• [WORK INSTRUCTIONS]
Rewrite these records, substituting "place a point" for every occurrence of "drop a dot" and changing nothing else.

• [Items from a data source]
-- -- --

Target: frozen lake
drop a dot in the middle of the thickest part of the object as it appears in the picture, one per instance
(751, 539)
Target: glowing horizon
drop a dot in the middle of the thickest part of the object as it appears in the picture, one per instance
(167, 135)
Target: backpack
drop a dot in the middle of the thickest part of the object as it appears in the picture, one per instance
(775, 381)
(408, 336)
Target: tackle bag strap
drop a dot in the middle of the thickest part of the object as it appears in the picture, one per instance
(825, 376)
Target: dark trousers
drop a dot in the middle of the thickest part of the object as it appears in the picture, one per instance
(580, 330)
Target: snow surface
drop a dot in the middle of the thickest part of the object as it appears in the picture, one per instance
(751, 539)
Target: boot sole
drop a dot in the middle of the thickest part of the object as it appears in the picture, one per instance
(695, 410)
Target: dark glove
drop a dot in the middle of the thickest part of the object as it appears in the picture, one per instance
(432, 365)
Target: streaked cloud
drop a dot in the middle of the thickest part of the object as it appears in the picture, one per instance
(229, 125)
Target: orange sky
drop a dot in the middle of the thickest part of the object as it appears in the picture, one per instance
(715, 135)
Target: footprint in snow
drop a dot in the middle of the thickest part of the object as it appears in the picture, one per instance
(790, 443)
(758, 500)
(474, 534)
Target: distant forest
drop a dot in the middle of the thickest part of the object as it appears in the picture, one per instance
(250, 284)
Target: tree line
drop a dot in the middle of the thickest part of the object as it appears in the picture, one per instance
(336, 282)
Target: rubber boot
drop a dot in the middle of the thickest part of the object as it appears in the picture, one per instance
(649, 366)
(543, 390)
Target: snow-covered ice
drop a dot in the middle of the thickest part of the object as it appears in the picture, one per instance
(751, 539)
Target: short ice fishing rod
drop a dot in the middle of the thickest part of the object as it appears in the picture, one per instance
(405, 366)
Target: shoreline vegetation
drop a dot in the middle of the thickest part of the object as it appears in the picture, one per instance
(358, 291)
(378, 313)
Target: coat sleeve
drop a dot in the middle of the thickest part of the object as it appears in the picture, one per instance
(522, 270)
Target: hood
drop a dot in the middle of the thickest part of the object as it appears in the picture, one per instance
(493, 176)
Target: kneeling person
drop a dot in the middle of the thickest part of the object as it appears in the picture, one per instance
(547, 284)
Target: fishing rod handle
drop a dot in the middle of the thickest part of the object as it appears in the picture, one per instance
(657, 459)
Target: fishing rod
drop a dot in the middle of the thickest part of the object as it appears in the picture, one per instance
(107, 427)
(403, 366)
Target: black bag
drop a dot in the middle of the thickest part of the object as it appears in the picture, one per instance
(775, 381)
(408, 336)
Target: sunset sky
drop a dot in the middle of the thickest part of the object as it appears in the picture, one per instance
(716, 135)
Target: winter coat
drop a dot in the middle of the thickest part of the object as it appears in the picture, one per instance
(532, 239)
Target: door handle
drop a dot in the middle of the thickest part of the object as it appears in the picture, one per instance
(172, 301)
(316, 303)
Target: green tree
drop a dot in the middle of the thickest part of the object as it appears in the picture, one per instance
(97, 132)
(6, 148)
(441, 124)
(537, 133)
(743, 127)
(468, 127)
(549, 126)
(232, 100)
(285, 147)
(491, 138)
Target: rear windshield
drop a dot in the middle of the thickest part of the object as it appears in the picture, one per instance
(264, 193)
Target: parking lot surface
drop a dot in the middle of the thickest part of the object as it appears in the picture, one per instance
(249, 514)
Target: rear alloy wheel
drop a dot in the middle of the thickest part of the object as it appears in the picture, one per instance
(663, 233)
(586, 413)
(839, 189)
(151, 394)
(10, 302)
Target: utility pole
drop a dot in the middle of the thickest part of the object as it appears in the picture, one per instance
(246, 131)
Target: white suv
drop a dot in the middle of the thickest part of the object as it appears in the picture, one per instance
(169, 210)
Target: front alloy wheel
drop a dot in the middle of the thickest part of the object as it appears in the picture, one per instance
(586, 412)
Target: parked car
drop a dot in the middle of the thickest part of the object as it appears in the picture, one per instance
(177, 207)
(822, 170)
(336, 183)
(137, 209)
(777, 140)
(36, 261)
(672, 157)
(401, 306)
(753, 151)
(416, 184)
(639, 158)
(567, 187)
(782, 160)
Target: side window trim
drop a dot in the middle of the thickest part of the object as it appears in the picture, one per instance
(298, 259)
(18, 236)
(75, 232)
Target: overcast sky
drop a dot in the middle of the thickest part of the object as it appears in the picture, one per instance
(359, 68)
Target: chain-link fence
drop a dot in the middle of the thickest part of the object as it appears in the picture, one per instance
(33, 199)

-- -- --

• [WRITTEN RESPONSE]
Target: frozen lake
place a point in the middle of the thickest part of the object as it appears in the picture, one per instance
(751, 539)
Target: glowing horizon
place a point in the middle of the thickest part of the object as it appears in the picture, one per instance
(167, 135)
Target: backpack
place a point in the middle of the thickest part of the object as it appears in the picture, one per instance
(775, 381)
(408, 336)
Target: tackle bag strap
place a point in the middle of the thickest part of the object as it appears in the picture, one per instance
(825, 376)
Target: dark trousers
place a point in the middle of the thickest part of the object as it appears in the picture, one per instance
(580, 330)
Target: snow surface
place a point in the middle of the thickest part of the object as it appears in the picture, one per instance
(751, 539)
Target: boot sole
place a point in the middle of the thickest part of the object as it appears in the picture, one per instance
(695, 410)
Target: dark glove
place a point in the middle of the thickest part of the object as it appears in the picture, one per instance
(432, 365)
Target: streaked cloud
place a point in the middle of the thickest part of the object as it appears in the picture, one per instance
(229, 125)
Target: orange sky
place a point in the middle of the thickest part of the object as it appears in the picture, one per instance
(715, 135)
Target: footprint in snow
place a point in the middle of the thickest part of the object as it appears in the picture, one per instance
(790, 443)
(758, 500)
(474, 534)
Target: distant forest
place a point in the middle of the thickest part of the object as it appears in the picture, one per instance
(250, 284)
Target: tree line
place a point in the middle of the thickest part of the object as it appears in the picture, one per instance
(336, 282)
Target: rubber boot
place a point in the middle of the thickest part of the object as it appears in the picture, one per instance
(649, 366)
(543, 390)
Target: snow-covered ice
place a point in the middle of the thickest part of the object as it appears in the picture, one per instance
(751, 539)
Target: short ice fishing rod
place a point in the middle of the thickest part of the object as it appears in the picture, one per instance
(405, 366)
Target: shoreline vegetation
place a point in the middle of the thickest part of the object as it appears in the picture, one per instance
(358, 291)
(378, 313)
Target: coat sleeve
place a point in the middle of the thickest part of the object as it appears in the picture, one per instance
(522, 270)
Target: hood
place a point in the middle of the thickest part of the object as it appears in the picture, one per instance
(493, 176)
Target: kneeling person
place a point in the middle of the thickest part of the object as it appears in the picture, one per instance
(547, 284)
Target: fishing rod handle
place a point in the middle of the thickest part of the object as it appears in the picture, one per instance
(657, 459)
Target: fishing rod
place a point in the middle of the thickest part of the object as it appears in the picture, one per instance
(107, 427)
(403, 366)
Target: black bag
place a point in the middle of the thickest part of the object as it appears in the picture, one per instance
(775, 381)
(408, 336)
Target: sunset sky
place a point in the middle of the thickest part of the object as it appears in the picture, one per instance
(716, 135)
Target: winter coat
place a point in the middle of the thickest part of the object as it appears in the picture, one per instance
(532, 239)
Target: door handle
place a point in the middle of the thickest part of the object as it appears in the picture, one per instance
(172, 301)
(316, 303)
Target: green tree
place a point in the middle of the thickest part of the object as it appears in the picture, one per instance
(97, 132)
(6, 148)
(441, 124)
(537, 133)
(743, 127)
(468, 127)
(549, 126)
(232, 100)
(285, 147)
(491, 138)
Target: rear windshield
place a point in the middle of the thickest part of the object as it appears in the picture, one per instance
(264, 193)
Target: parking lot surface
place a point in the middle of the thickest part of the object as it appears in the picture, one per instance
(249, 514)
Target: rear alloy wheel
place a point in the middle of the thickest part of the object as it appears in the picture, one per instance
(663, 233)
(586, 413)
(839, 189)
(151, 394)
(10, 302)
Target: utility pole
place a point in the middle of the thickest part of the object as it appears in the picture, one per instance
(246, 131)
Target: white suv
place a point in the middle of the thickest part of the object as it appears in the picture, one per instance
(169, 210)
Target: front alloy wheel
place a point in the middle of the thickest part of the object as it appears in the picture, one per instance
(586, 412)
Target: parked car
place a point in the middle of the thickest part of the object as it appears in the picture, one per instance
(177, 207)
(822, 170)
(336, 183)
(137, 209)
(777, 140)
(36, 261)
(672, 157)
(401, 306)
(753, 151)
(416, 184)
(639, 158)
(567, 187)
(782, 160)
Target: side window trim
place a point in the middle of the thickest part of the object as it appears in the picture, one per instance
(298, 259)
(18, 236)
(75, 232)
Target: overcast sky
place a point in the middle of the thickest part of the object as it appears in the picture, one per instance
(359, 68)
Target: chain-link fence
place a point in the middle of the thickest part of the object as it appears in the picture, one per instance
(33, 199)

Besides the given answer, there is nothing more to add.